Supplied passage>
== == ==

3.3.2. While using the Software Product (whatever the use is) the Licensee shall not pursue any action resulting in changing or deleting any visible images of the trade mark, service mark, trade name or copyright symbol generated by the Software Product (unless otherwise was discussed and agreed by the Licensor). Any actions resulting in difficulties with identification of symbols mentioned herein, particularly, its dimming or size changing, are forbidden.

Changing of symbols mentioned in this Para is allowed only by means of the Software Product interface.

3.3.3. The Licensee shall not:

  • adapt, decompile, disassembly, modify the Software Products;
  • change the structure of the Software Products and/or data in its data bases, and its information (unless otherwise is allowed by the Software Products functionality and/or by the Software Products documentation);
  • make any actions for the purposes of source code (software text) of the Software Product recovery;
  • delete any symbols or information, including copyright symbols, brand identity, digital rights management software, unless otherwise is agreed by the Parties;
  • block digital rights management software;
  • create any derivatives based on the Software Products or any element thereof (including the audiovisual sequence and source code), except in cases when the Licensee creates separate compiled modules (plug-ins), which creation is allowed by the Software product functionality;
  • divide the Software Product into parts;
  • reveal technology, disassembly the Software Product or derive its source code, change the source code and change the Software Product functionality;
  • misuse the Software Products some other way.

== == ==

Information shown>
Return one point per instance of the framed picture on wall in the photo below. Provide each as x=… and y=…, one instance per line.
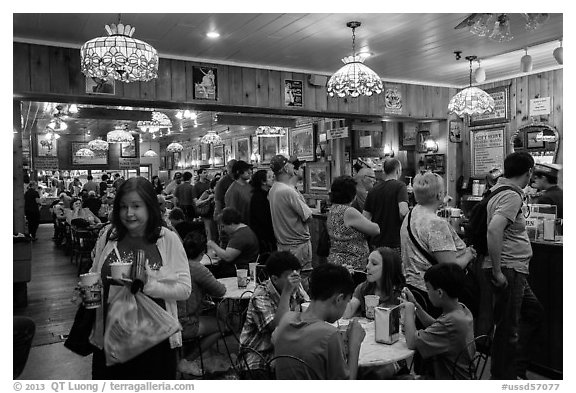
x=219, y=155
x=302, y=142
x=243, y=149
x=268, y=149
x=532, y=141
x=501, y=113
x=46, y=147
x=421, y=143
x=99, y=158
x=455, y=131
x=205, y=83
x=128, y=149
x=408, y=136
x=100, y=86
x=317, y=176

== == ==

Reproduce the software license clauses in full, word for word, preserving their numbering and bullet points.

Result for this task>
3.3.2. While using the Software Product (whatever the use is) the Licensee shall not pursue any action resulting in changing or deleting any visible images of the trade mark, service mark, trade name or copyright symbol generated by the Software Product (unless otherwise was discussed and agreed by the Licensor). Any actions resulting in difficulties with identification of symbols mentioned herein, particularly, its dimming or size changing, are forbidden.

Changing of symbols mentioned in this Para is allowed only by means of the Software Product interface.

3.3.3. The Licensee shall not:

  • adapt, decompile, disassembly, modify the Software Products;
  • change the structure of the Software Products and/or data in its data bases, and its information (unless otherwise is allowed by the Software Products functionality and/or by the Software Products documentation);
  • make any actions for the purposes of source code (software text) of the Software Product recovery;
  • delete any symbols or information, including copyright symbols, brand identity, digital rights management software, unless otherwise is agreed by the Parties;
  • block digital rights management software;
  • create any derivatives based on the Software Products or any element thereof (including the audiovisual sequence and source code), except in cases when the Licensee creates separate compiled modules (plug-ins), which creation is allowed by the Software product functionality;
  • divide the Software Product into parts;
  • reveal technology, disassembly the Software Product or derive its source code, change the source code and change the Software Product functionality;
  • misuse the Software Products some other way.